What to work on> A word-for-word restatement of the data is what is needed.

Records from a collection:
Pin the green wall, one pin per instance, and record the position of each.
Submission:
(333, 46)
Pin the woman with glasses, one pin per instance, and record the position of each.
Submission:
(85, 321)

Task answer>
Pin the green wall, one pin per instance, and record the position of each.
Submission:
(333, 46)
Pin the woman with glasses, one pin per instance, and record the position of each.
Submission:
(85, 321)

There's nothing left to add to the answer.